• _Exercise brief_
Find "Return one point for each instance of the white cloud." in the data, then restate the line it sits in and every later line word for word, ending with the last line.
====== Provided records ======
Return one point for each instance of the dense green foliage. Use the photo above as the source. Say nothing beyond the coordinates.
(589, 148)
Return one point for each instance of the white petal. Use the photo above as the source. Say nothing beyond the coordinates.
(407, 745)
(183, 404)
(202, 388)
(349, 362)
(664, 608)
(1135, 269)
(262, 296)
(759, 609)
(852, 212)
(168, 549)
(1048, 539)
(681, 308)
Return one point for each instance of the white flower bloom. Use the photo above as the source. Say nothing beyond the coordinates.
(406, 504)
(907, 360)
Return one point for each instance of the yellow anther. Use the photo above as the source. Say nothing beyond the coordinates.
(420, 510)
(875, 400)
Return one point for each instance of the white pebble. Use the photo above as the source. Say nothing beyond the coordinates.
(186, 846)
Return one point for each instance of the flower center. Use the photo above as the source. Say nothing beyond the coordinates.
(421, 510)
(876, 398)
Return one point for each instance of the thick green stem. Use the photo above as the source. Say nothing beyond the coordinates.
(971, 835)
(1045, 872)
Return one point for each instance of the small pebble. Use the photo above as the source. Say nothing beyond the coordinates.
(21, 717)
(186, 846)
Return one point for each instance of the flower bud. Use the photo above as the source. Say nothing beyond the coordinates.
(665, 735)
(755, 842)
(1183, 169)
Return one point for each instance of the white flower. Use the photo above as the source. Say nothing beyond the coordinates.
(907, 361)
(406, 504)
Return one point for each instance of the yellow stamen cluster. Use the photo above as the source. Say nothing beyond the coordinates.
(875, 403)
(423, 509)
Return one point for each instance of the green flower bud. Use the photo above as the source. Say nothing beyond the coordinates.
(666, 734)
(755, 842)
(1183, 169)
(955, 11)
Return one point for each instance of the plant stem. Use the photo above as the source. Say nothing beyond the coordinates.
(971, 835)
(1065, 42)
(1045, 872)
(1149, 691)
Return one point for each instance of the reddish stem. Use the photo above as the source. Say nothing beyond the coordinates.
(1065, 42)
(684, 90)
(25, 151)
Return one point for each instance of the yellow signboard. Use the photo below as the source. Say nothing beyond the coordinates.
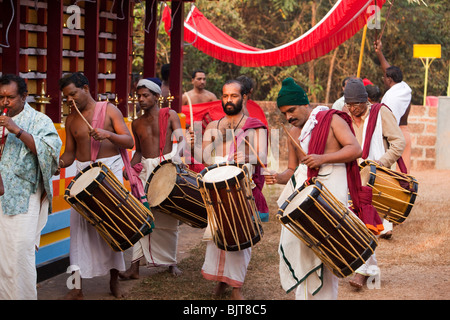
(427, 51)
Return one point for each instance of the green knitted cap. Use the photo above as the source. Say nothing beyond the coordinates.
(291, 94)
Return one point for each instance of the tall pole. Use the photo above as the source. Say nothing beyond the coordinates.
(361, 53)
(176, 54)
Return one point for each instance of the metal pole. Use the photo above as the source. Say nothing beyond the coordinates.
(361, 53)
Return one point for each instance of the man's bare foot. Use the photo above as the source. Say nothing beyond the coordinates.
(358, 281)
(236, 294)
(74, 294)
(131, 273)
(114, 284)
(220, 288)
(175, 271)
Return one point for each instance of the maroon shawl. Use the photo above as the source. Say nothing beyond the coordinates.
(361, 195)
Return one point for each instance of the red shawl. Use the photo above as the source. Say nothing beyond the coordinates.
(361, 195)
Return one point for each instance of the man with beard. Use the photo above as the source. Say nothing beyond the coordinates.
(198, 94)
(153, 133)
(225, 139)
(88, 250)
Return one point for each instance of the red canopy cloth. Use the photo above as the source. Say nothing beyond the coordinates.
(215, 111)
(343, 21)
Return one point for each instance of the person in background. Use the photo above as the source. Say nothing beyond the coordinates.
(398, 98)
(198, 94)
(385, 148)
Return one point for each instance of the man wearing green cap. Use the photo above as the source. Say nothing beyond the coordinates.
(329, 143)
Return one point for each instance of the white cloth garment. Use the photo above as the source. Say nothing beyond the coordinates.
(88, 250)
(17, 261)
(398, 99)
(159, 248)
(225, 266)
(300, 268)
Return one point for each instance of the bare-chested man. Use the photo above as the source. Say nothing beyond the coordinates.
(320, 128)
(198, 94)
(88, 250)
(227, 267)
(160, 247)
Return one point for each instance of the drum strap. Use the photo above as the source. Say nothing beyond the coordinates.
(163, 124)
(98, 121)
(361, 196)
(374, 110)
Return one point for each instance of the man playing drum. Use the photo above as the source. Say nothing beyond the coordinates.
(219, 145)
(153, 132)
(385, 147)
(29, 152)
(88, 141)
(300, 269)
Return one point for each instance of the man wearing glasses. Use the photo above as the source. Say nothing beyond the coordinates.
(386, 145)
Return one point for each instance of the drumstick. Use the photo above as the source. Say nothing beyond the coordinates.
(293, 140)
(254, 151)
(82, 117)
(191, 128)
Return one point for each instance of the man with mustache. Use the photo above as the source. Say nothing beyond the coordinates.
(330, 145)
(29, 152)
(88, 250)
(153, 132)
(222, 138)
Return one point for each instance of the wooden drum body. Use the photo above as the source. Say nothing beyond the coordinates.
(174, 191)
(104, 202)
(394, 193)
(232, 215)
(331, 230)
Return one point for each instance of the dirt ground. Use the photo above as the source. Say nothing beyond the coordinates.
(414, 264)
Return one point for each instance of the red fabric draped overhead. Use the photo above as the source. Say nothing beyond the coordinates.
(343, 21)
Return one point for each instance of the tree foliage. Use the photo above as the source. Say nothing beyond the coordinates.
(280, 21)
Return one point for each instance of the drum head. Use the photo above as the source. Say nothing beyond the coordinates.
(84, 180)
(161, 185)
(365, 176)
(298, 199)
(221, 174)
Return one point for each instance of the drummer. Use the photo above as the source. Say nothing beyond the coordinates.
(226, 267)
(153, 132)
(329, 151)
(88, 250)
(386, 147)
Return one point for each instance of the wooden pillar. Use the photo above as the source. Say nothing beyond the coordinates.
(151, 34)
(10, 54)
(91, 31)
(123, 57)
(54, 58)
(176, 53)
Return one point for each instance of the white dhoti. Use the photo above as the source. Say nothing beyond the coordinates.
(159, 248)
(225, 266)
(300, 268)
(21, 233)
(88, 250)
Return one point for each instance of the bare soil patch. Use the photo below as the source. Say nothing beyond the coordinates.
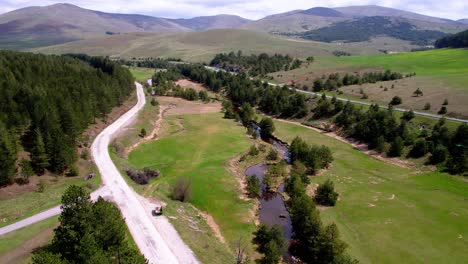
(357, 145)
(212, 223)
(189, 84)
(182, 106)
(21, 253)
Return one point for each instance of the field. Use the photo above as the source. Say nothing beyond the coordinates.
(141, 74)
(440, 74)
(389, 214)
(199, 151)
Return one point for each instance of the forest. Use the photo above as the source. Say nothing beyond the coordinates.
(334, 80)
(459, 40)
(47, 102)
(379, 128)
(84, 237)
(255, 65)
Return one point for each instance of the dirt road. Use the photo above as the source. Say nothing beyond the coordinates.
(157, 240)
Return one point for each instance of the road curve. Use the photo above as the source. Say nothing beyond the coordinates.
(147, 238)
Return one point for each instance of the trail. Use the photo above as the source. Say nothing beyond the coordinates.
(157, 239)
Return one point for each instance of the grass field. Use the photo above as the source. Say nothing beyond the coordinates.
(389, 214)
(440, 74)
(200, 152)
(202, 46)
(141, 74)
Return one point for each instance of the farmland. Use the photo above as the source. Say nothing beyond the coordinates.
(384, 212)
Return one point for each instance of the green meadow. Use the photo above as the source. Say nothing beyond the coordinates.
(389, 214)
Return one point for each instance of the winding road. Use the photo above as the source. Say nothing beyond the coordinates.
(157, 239)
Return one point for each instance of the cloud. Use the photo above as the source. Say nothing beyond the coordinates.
(252, 9)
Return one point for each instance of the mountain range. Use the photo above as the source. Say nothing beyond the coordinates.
(60, 23)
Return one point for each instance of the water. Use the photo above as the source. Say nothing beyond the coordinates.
(272, 209)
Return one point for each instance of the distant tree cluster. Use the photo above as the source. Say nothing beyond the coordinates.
(255, 65)
(313, 241)
(313, 157)
(334, 80)
(48, 101)
(88, 233)
(459, 40)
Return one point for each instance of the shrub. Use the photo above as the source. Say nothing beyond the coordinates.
(439, 154)
(182, 190)
(396, 100)
(142, 132)
(73, 172)
(253, 186)
(253, 151)
(442, 111)
(396, 148)
(142, 177)
(272, 155)
(325, 194)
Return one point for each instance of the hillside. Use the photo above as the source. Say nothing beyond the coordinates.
(459, 40)
(212, 22)
(194, 46)
(55, 24)
(305, 20)
(364, 28)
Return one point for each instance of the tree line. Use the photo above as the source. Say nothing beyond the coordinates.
(459, 40)
(255, 65)
(385, 133)
(334, 81)
(239, 88)
(48, 101)
(88, 233)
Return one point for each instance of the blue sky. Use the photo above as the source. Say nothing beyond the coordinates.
(253, 9)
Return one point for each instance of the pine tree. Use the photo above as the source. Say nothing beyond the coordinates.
(39, 158)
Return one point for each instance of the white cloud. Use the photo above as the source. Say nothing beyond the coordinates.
(453, 9)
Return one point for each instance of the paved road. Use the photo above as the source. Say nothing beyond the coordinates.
(134, 208)
(216, 69)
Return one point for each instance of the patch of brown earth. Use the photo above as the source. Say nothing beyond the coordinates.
(188, 107)
(359, 146)
(189, 84)
(22, 252)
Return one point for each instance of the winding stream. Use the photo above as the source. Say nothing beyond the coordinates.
(272, 210)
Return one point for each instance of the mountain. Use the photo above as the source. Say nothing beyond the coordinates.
(59, 23)
(363, 29)
(298, 21)
(211, 22)
(459, 40)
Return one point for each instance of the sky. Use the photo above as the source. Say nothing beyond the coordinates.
(252, 9)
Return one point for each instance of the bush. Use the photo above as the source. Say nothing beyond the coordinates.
(182, 190)
(439, 154)
(396, 148)
(253, 186)
(154, 102)
(142, 177)
(253, 151)
(142, 132)
(325, 194)
(442, 111)
(420, 148)
(272, 155)
(74, 171)
(396, 100)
======
• _Result_
Return one point for each instance of the white cloud. Use the photo above as the source. Say nothing beyond the coordinates.
(453, 9)
Return one point for each instance of the paved road. Use the photo above as the source. Say nothing beyond the coordinates.
(134, 208)
(216, 69)
Return one point for each instance of the patch of brown earth. Use the photo above as the source. Say nothing beyond the coordinates.
(188, 107)
(359, 146)
(189, 84)
(22, 252)
Return one point for each instance of the winding stream. Use the photo above as the source. Say nothing beyond the coordinates.
(272, 210)
Return one point for each instance of the mountain. Use the photo above as the source. Say nothing beyond the coordinates.
(59, 23)
(363, 29)
(298, 21)
(211, 22)
(459, 40)
Return one point for each instance of the sky. Use the photo above as the source. Say nothing beyond the coordinates.
(252, 9)
Return one point for each instance of the bush. Use the photo above as the source. Say nothing beyond the coordinates.
(182, 190)
(439, 154)
(396, 148)
(253, 186)
(154, 102)
(142, 177)
(253, 151)
(142, 132)
(325, 194)
(442, 111)
(420, 148)
(272, 155)
(74, 171)
(396, 100)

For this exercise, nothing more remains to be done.